_REQUEST_.
Return every line of the records below verbatim, with nothing added, dropped, or changed.

_SUPPLIED RECORDS_.
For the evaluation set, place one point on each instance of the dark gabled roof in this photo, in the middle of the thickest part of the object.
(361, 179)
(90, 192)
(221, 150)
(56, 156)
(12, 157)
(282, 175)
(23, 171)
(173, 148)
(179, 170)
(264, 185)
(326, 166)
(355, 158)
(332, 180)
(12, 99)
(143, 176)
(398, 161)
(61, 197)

_ANSWER TO THIS TASK_.
For the evaluation set, place one point on each instance of the dark gabled roof in this photo, in the middle of the thickest part of the object.
(361, 179)
(90, 192)
(221, 150)
(56, 156)
(12, 157)
(282, 175)
(23, 171)
(173, 148)
(179, 170)
(264, 185)
(326, 166)
(355, 158)
(332, 180)
(12, 99)
(143, 176)
(398, 161)
(61, 197)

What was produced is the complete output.